**STORED ROWS:**
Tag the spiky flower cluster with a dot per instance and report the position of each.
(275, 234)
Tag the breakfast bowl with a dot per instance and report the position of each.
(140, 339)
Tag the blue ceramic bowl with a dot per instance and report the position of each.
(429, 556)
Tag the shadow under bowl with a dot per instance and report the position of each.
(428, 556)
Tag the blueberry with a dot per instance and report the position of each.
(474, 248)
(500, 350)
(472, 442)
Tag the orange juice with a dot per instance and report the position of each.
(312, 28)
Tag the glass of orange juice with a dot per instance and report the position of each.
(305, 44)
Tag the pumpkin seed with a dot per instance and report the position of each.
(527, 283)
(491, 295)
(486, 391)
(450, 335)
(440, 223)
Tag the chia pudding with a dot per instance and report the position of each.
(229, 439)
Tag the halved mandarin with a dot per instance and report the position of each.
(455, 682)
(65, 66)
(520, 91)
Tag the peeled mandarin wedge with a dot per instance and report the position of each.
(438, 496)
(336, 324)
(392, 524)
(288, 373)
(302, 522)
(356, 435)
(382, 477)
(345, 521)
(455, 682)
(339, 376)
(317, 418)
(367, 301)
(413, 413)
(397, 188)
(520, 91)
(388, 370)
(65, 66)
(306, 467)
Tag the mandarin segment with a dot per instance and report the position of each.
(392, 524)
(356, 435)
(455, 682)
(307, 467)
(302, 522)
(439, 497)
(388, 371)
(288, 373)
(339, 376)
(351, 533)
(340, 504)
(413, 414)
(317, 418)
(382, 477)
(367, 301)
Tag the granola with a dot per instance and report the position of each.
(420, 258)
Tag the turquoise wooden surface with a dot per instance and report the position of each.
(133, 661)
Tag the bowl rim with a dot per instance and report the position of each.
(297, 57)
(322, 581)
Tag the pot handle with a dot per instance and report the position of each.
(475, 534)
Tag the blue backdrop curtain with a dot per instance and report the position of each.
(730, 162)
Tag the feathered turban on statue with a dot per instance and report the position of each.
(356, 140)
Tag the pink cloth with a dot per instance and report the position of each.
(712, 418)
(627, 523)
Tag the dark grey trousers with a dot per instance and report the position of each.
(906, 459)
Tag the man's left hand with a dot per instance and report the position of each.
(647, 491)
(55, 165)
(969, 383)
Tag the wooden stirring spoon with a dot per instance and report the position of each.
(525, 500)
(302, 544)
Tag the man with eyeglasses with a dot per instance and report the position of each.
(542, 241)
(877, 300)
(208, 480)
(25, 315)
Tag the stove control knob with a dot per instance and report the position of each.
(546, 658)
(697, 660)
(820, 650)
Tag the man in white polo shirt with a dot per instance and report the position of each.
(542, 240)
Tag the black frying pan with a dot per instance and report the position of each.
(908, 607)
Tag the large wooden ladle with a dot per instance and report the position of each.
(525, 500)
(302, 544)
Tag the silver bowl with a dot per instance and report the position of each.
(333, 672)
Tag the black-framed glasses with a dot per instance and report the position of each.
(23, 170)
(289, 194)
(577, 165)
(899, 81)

**WHAT YOU SHOULD DO:** Rewrite all of the rows above, changing "a dot per instance" to "a point per instance" wherever it occurs and leaving everything else as it is.

**REPLY:**
Tag the spiky flower cluster with a point per instance and report the position of each.
(275, 234)
Tag the breakfast bowl with a point per instance and report the position of each.
(140, 339)
Tag the blue ceramic bowl with a point per instance and report the position of each.
(429, 556)
Tag the shadow under bowl with a point per instance and report the position of each.
(428, 556)
Tag the blueberry with a point per instance and report the position of each.
(474, 248)
(500, 350)
(472, 442)
Tag the orange juice with a point per instance and report the position of each.
(312, 28)
Tag the glass of orange juice with a point per instance and report the position of each.
(305, 44)
Tag the pumpkin seed with a point per instance and report the position of each.
(527, 283)
(491, 295)
(486, 391)
(450, 335)
(440, 223)
Tag the chia pudding with a point per instance and report the position of each.
(229, 439)
Tag the halved mandarin with a point per instance and report the position of each.
(455, 682)
(65, 66)
(520, 91)
Tag the peeled mandarin wedge with a point per instance and report the position of each.
(438, 496)
(336, 324)
(392, 524)
(288, 373)
(302, 522)
(356, 435)
(382, 477)
(345, 521)
(455, 682)
(339, 376)
(317, 418)
(367, 301)
(413, 413)
(397, 188)
(520, 91)
(388, 370)
(65, 66)
(306, 467)
Tag the mandarin segment with a point per instance and report the position of each.
(392, 524)
(356, 435)
(455, 682)
(307, 467)
(302, 522)
(439, 497)
(388, 371)
(288, 373)
(339, 376)
(351, 533)
(340, 504)
(413, 414)
(317, 418)
(382, 477)
(367, 301)
Tag the granola with a point per instance and report the position of each.
(420, 258)
Tag the turquoise wooden surface with a point per instance and report the position of each.
(133, 661)
Tag the bowl rim with a point per instance and report the position of each.
(297, 57)
(322, 581)
Tag the pot handle with a point per instance and report the position of each.
(475, 534)
Tag the blue backdrop curtain with a point per instance and report the position of each.
(730, 162)
Tag the feathered turban on statue with a point per instance and report the position of each.
(356, 140)
Tag the pink cloth with a point per instance and report the position of each.
(712, 418)
(627, 523)
Tag the dark grey trousers with a point per instance and report the position of each.
(906, 459)
Tag the man's left hand with a point per instance and report the position of each.
(647, 491)
(55, 165)
(969, 383)
Tag the wooden stirring spoon with a point per instance and report the position of each.
(525, 500)
(302, 544)
Tag the man with eyeglasses with a point per instance and report the position of each.
(542, 241)
(877, 300)
(208, 480)
(25, 315)
Tag the stove control knob with a point per instance and report the position of each.
(546, 658)
(697, 660)
(820, 650)
Tag the man in white polo shirt with a point per instance and report the position of each.
(542, 240)
Tag the black frying pan with a point per instance and report the position of each.
(908, 607)
Tag the large wooden ladle with a point per instance and report the position of each.
(525, 500)
(302, 544)
Tag the silver bowl with a point per instance and report the position of each.
(333, 672)
Tag the black-framed glasses with a point per instance and report the position of each.
(23, 170)
(289, 194)
(577, 165)
(899, 81)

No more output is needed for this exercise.